Selection:
· · · ·

About 15 years ago, a tutoring company in India did something completely unprecedented in those times—it booked one of the largest auditoriums in Bengaluru that could accommodate 2,000 students. The result: there was a full house of eager attendees for the crash course covering last-minute prep before attempting the JEE Mains and Karnataka engineering entrance.
The first crash course received “good feedback” and yet the educational institution’s founder Byju Raveendran, was “disturbed that evening”, Arjun Mohan recounted the memories in his book ‘Educating A Billion’.
“After acquisition cost, teacher’s pay, transportation, hall, admin, etc., we will hardly make any money. In fact, I think we will lose money. There is no business model here. Worst part is that our marketing was so successful and generated so many enquiries but we are not able to cater to all of them due to restricted seats,” Raveendran told Mohan that evening.
Mohan worked with Raveendran since the early years of eponymous Byju’s edtech in 2008 as a part-time consultant and later vice president of marketing before becoming the edtech’s chief business officer in 2019. He exited the firm a year later to join upGrad, another edtech, as CEO.

· · · ·

Given request: According to the article about Byju's early crash course, how many students could the Bengaluru auditorium accommodate? The listing after this point is not needed.

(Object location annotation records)

· · · ·

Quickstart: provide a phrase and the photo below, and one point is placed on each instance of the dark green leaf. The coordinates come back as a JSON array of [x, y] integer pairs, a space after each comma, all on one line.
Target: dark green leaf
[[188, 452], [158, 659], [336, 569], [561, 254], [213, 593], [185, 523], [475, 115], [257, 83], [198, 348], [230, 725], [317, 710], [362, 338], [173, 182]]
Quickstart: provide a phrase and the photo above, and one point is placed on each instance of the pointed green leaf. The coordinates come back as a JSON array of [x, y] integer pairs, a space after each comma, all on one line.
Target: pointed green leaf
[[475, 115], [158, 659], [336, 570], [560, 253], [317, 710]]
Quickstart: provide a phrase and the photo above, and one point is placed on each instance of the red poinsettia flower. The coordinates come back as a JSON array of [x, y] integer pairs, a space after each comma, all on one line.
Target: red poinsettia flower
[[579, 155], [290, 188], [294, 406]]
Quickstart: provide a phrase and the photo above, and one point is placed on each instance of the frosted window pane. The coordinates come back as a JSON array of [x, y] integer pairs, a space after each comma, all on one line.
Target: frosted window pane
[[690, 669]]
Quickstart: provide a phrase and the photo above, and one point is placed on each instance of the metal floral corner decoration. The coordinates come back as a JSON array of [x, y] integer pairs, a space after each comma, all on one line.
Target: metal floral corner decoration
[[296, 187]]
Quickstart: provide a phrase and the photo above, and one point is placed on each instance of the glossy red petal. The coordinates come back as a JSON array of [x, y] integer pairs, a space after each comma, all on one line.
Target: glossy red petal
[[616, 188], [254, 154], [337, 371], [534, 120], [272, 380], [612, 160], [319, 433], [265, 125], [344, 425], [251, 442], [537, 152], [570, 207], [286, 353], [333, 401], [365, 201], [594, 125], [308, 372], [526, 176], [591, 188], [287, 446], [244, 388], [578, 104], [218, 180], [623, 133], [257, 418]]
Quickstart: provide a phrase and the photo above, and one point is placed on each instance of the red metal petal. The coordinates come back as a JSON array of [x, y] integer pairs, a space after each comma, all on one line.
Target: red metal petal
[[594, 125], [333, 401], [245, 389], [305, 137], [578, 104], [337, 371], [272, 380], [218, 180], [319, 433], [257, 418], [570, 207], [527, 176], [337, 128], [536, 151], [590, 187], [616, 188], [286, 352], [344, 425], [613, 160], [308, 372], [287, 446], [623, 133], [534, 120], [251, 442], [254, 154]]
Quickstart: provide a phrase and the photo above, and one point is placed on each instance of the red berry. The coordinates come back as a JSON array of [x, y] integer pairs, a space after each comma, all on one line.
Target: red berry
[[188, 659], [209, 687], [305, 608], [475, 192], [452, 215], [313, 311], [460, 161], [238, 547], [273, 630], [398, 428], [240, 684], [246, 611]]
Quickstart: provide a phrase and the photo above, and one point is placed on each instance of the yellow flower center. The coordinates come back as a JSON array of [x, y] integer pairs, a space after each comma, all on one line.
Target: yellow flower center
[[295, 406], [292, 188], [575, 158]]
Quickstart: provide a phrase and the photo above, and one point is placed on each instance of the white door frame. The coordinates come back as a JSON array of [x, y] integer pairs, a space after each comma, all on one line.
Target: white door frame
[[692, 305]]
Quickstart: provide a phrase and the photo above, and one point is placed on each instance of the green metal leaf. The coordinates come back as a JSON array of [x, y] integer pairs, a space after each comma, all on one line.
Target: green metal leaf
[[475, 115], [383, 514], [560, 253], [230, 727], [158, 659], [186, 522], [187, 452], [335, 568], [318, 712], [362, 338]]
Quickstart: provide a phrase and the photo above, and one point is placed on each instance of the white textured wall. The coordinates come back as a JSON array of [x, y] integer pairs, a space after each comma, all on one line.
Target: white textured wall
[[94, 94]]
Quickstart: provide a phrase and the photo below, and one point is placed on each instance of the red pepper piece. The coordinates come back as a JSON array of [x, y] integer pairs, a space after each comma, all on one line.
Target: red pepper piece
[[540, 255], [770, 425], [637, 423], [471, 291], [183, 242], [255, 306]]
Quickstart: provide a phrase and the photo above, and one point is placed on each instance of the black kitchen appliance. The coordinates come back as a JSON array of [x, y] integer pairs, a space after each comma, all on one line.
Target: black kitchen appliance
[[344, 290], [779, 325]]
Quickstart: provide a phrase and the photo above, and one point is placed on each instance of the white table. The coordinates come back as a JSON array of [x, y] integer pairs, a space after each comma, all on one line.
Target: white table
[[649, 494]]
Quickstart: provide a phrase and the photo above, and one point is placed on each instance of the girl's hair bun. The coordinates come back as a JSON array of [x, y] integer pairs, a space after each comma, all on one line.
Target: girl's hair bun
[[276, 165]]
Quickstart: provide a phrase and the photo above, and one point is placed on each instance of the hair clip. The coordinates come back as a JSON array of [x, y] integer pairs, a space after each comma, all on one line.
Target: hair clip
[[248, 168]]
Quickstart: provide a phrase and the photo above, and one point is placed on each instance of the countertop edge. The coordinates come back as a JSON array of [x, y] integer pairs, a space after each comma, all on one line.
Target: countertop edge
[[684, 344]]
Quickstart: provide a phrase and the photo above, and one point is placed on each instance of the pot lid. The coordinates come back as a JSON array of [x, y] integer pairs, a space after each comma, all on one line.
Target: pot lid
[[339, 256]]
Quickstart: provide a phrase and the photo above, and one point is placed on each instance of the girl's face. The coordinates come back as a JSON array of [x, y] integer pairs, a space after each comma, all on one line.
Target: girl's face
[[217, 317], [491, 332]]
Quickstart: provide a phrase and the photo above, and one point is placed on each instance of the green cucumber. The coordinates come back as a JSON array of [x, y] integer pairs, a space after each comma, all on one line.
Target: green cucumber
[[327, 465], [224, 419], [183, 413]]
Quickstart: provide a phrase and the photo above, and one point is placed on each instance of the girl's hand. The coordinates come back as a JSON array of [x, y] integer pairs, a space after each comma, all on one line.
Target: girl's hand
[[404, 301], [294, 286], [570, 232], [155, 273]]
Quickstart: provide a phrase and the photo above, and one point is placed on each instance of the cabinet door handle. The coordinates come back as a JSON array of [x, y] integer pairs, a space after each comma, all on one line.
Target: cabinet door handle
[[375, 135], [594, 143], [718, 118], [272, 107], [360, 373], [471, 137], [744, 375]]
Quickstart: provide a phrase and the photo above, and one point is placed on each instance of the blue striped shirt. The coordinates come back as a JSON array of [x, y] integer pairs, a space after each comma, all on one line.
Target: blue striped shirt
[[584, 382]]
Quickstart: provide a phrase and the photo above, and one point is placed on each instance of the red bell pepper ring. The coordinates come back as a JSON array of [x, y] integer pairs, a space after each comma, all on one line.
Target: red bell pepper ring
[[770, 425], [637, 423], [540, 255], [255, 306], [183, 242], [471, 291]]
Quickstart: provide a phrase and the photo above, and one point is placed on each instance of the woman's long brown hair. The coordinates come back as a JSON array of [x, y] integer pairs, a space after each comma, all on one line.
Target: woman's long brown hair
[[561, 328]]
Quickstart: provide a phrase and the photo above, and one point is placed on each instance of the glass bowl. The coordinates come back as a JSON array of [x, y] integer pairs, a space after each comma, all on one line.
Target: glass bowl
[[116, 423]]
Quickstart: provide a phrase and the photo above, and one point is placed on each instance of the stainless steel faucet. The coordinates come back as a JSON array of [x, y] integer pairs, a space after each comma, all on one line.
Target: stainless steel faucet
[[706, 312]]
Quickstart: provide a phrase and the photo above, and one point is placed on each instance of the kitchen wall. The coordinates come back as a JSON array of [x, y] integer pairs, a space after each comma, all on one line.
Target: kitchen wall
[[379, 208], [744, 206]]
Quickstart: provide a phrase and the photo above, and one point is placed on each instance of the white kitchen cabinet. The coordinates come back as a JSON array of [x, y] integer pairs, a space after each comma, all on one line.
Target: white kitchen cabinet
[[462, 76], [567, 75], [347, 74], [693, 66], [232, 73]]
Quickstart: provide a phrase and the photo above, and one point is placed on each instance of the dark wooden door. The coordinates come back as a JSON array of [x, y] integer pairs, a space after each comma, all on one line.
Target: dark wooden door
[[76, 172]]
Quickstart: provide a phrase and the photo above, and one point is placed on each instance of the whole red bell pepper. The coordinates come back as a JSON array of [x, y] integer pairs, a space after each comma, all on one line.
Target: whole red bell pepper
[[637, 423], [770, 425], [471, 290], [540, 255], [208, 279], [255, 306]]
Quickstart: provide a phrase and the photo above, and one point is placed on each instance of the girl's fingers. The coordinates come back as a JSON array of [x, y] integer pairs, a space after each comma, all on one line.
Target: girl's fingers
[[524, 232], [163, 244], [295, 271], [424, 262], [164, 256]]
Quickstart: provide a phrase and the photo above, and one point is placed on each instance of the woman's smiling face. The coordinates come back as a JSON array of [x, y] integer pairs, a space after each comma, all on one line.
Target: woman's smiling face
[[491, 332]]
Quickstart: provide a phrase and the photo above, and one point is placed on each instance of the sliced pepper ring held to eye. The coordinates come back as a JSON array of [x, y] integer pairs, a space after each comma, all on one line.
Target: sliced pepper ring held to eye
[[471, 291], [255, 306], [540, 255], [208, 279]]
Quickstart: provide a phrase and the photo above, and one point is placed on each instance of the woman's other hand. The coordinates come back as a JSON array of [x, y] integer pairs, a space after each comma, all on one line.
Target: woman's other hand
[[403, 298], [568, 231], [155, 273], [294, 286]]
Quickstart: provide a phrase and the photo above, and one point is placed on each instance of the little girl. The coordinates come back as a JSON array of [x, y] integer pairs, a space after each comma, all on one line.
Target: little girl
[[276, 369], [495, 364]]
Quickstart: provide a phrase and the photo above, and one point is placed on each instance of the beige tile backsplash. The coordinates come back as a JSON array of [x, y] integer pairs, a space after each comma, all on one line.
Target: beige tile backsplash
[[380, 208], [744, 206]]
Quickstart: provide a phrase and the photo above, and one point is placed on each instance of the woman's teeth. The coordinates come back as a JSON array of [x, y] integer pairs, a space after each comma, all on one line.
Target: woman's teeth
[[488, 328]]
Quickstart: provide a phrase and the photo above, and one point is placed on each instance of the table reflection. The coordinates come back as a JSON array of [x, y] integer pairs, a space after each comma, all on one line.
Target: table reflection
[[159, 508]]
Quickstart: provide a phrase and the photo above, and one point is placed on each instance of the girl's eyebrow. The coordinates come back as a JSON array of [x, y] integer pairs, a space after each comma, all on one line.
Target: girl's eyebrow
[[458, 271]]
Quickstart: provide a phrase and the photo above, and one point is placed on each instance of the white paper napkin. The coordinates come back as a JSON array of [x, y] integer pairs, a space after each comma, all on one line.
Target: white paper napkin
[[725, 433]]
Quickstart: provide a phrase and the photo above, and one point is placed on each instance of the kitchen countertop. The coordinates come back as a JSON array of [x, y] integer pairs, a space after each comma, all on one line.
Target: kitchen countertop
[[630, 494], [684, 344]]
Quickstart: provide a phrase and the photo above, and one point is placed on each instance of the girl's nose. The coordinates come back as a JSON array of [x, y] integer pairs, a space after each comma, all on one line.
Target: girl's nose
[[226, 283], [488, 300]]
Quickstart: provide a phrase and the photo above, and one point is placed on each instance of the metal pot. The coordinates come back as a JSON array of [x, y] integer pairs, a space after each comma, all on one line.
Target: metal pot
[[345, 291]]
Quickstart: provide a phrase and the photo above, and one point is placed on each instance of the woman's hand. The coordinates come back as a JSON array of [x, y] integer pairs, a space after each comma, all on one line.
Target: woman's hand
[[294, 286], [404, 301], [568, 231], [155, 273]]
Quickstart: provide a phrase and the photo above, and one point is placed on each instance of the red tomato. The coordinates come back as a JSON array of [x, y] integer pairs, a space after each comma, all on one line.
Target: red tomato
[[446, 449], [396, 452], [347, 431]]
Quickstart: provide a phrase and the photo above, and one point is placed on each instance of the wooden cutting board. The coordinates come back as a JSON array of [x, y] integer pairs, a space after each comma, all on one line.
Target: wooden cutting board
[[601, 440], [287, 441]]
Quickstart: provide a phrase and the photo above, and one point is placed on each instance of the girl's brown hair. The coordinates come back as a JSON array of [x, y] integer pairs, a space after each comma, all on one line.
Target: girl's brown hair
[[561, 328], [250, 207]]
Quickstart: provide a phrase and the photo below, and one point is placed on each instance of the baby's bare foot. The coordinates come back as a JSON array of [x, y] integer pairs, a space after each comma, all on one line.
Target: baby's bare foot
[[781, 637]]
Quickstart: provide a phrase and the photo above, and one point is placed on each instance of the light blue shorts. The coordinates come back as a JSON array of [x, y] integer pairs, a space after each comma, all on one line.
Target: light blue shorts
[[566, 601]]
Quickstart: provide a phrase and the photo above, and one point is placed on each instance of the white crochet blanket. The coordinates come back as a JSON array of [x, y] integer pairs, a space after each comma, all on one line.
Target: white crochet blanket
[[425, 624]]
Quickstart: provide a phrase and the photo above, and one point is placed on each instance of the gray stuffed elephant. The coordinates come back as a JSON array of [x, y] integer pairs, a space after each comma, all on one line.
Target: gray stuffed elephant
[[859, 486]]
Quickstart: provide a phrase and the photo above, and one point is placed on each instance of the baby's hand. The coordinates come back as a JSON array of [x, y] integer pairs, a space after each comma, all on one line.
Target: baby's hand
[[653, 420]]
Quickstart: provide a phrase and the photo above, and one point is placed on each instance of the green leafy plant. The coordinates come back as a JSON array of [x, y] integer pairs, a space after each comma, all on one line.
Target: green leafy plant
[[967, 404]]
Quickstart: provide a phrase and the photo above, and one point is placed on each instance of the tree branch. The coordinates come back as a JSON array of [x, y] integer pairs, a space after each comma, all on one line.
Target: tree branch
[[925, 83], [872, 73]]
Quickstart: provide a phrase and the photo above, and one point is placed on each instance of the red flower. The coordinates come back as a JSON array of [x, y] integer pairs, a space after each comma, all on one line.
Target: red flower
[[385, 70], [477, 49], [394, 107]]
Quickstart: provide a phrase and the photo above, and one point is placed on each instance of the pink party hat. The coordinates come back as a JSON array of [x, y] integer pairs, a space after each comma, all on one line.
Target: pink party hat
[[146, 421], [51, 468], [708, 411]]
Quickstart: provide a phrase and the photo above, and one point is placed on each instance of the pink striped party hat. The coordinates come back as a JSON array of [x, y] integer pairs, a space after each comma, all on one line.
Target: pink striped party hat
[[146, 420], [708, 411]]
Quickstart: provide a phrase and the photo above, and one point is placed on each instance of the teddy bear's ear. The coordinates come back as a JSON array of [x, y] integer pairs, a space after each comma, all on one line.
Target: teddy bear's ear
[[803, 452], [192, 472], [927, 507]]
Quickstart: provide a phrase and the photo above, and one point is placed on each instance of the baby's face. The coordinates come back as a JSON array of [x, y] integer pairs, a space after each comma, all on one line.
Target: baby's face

· · · ·

Solution to the exercise: 2,000 students.